INFORMATION SHOWN:
%%
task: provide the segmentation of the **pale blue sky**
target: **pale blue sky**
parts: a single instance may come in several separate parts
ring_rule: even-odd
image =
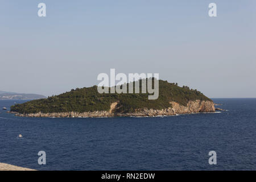
[[[0,90],[57,94],[115,68],[209,97],[255,97],[255,23],[254,0],[1,0]]]

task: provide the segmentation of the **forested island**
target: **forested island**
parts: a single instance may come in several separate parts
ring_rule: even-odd
[[[200,92],[185,86],[180,87],[176,83],[159,80],[157,100],[148,100],[148,93],[140,93],[100,94],[97,86],[77,88],[47,98],[16,104],[11,107],[11,111],[18,116],[31,117],[97,117],[215,111],[213,101]]]

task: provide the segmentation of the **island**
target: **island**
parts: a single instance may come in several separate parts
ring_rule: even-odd
[[[0,91],[0,100],[32,100],[46,98],[46,97],[44,96],[35,94],[18,93],[15,92]]]
[[[148,94],[101,94],[95,85],[16,104],[10,111],[27,117],[154,117],[215,111],[210,98],[196,89],[180,87],[177,83],[159,80],[158,98],[148,100]]]

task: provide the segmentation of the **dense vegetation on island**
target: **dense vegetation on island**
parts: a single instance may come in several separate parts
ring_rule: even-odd
[[[97,86],[72,89],[71,92],[48,98],[31,101],[11,107],[11,111],[28,114],[109,110],[112,103],[118,101],[116,111],[133,112],[137,109],[162,109],[172,107],[170,101],[185,105],[189,101],[211,101],[196,90],[188,86],[180,87],[177,84],[159,80],[159,95],[157,100],[149,100],[148,94],[100,94]],[[141,84],[140,84],[141,88]],[[154,85],[154,84],[153,84]]]

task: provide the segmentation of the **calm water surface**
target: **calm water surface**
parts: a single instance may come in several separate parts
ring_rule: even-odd
[[[256,170],[256,98],[213,100],[228,111],[110,118],[20,118],[2,107],[24,101],[0,101],[0,162],[39,170]],[[208,163],[211,150],[217,165]],[[47,165],[38,164],[39,151]]]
%%
TASK TO CARRY OUT: Convert the lines above into a Markdown table with the columns "Row" and "Line," numbering each row and skipping the blank lines. Leave the pictures out of the table.

EXERCISE OUTPUT:
| Row | Line |
|---|---|
| 1 | task: provide the segmentation of the **pale blue sky** |
| 2 | target: **pale blue sky** |
| 3 | parts: a single instance may come in several separate parts |
| 4 | ring_rule: even-odd |
| 5 | image = |
| 6 | [[[0,90],[57,94],[115,68],[209,97],[255,97],[255,23],[254,0],[1,0]]] |
| 7 | task: provide the segmentation of the **forested island** |
| 8 | target: **forested island** |
| 9 | parts: a single instance may come in several separate parts |
| 10 | ring_rule: even-odd |
| 11 | [[[200,92],[185,86],[180,87],[176,83],[159,80],[157,100],[148,100],[148,93],[140,93],[100,94],[97,86],[77,88],[47,98],[16,104],[11,107],[11,111],[18,116],[31,117],[97,117],[215,111],[213,101]]] |
| 12 | task: provide the segmentation of the **island** |
| 13 | target: **island** |
| 14 | parts: a single instance may come in several separate parts |
| 15 | ring_rule: even-odd |
| 16 | [[[0,91],[0,100],[32,100],[46,98],[46,97],[44,96],[35,94],[18,93],[15,92]]] |
| 17 | [[[148,94],[101,94],[95,85],[16,104],[10,111],[27,117],[154,117],[215,111],[210,98],[196,89],[180,87],[177,83],[159,80],[158,98],[148,100]]] |
| 18 | task: provide the segmentation of the **dense vegetation on island** |
| 19 | target: **dense vegetation on island** |
| 20 | parts: a single instance may come in several separate parts |
| 21 | ring_rule: even-odd |
| 22 | [[[97,86],[72,89],[71,92],[48,98],[31,101],[11,107],[11,111],[28,114],[109,110],[112,103],[118,101],[116,111],[133,112],[137,109],[162,109],[172,107],[170,101],[185,105],[189,101],[211,101],[196,90],[188,86],[180,87],[177,84],[159,80],[159,95],[157,100],[149,100],[148,94],[100,94]],[[141,84],[140,84],[141,88]],[[154,85],[154,84],[153,84]]] |
| 23 | task: provide the segmentation of the **calm water surface** |
| 24 | target: **calm water surface** |
| 25 | parts: a single instance may come in several separate parts |
| 26 | ring_rule: even-odd |
| 27 | [[[256,170],[256,98],[213,100],[228,111],[110,118],[20,118],[2,107],[24,101],[0,101],[0,162],[39,170]],[[208,163],[211,150],[217,165]],[[47,165],[38,164],[39,151]]] |